Dataset entries:
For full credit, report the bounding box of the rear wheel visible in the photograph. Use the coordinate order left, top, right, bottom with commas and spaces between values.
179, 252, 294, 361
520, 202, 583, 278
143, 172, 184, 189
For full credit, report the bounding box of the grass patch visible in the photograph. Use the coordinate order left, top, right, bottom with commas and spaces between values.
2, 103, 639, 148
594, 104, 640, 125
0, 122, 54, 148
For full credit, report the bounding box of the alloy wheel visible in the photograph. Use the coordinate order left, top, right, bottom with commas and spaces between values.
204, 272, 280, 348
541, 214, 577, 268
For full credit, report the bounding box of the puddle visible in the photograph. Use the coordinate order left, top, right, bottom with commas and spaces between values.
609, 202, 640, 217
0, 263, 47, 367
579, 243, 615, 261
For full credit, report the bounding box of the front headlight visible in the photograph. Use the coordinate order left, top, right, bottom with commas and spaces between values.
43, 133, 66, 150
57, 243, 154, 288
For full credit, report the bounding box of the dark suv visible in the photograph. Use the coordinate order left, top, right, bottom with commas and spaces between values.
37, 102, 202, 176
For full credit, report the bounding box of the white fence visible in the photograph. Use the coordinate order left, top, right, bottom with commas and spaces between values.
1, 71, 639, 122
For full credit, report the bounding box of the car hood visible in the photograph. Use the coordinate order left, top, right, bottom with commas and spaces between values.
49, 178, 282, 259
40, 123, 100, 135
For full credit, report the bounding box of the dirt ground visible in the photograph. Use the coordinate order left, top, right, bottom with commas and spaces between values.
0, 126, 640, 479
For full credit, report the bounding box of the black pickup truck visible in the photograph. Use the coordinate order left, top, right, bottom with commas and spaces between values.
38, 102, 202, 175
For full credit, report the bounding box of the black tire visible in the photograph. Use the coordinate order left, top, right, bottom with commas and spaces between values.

__TASK ITEM__.
This calls for an exact transcription of every entry above.

__OUTPUT__.
For full credit, report the bounding box of the rear wheel visible in the photograph. Use the coordinate order left, top, right, bottom with commas and spaces between values.
179, 252, 294, 361
520, 202, 583, 278
143, 172, 184, 189
For full credit, report the bounding box of the grass patch visible in the photograph. Use the coordinate order left, top, right, bottom with commas and spaces between values.
2, 103, 639, 148
594, 104, 640, 125
0, 122, 54, 148
For full credit, report the bounding box of the alloy wheel visible in the photograph. Use the coordinate order left, top, right, bottom with commas and spaces between values.
204, 272, 280, 348
541, 214, 577, 268
For full credit, report the bounding box of the puddle visible in the photograph. Use the coordinate order left, top, right, bottom with commas and spaces between values.
609, 202, 640, 217
0, 263, 47, 367
579, 243, 615, 261
For full credit, report the bounding box of the front headlight visible in the photograph. Use the coordinate order left, top, right, bottom with commas and spaces between values.
43, 133, 66, 150
57, 243, 154, 288
For full credit, report the bounding box of the dark suv visible in the photograph. Use the coordinate order left, top, right, bottom with commas and spaces between values.
37, 102, 202, 176
For full credit, report the bounding box of the white fence visible in the photograph. Use the coordinate order left, top, right, bottom with commas and spaces between values.
1, 71, 639, 122
For full credit, report the bounding box of the car hood visible in the photograph. Use the coordinate order left, top, right, bottom with commas and spaces between values.
49, 178, 282, 259
40, 123, 100, 135
For full credit, report the bounding box of the dirt ground visible in the photograph. Use the coordinate order left, top, right, bottom with commas and spaces between values.
0, 126, 640, 479
For full credit, report the bounding box of the black pickup truck visible in the photograph. Use the coordinate order left, top, right, bottom with commas and spaces between values.
38, 102, 202, 175
For full credit, report the bounding box of the black tire visible in the photograph. Use the coordinate order left, top, right, bottom with commas and spaces between values.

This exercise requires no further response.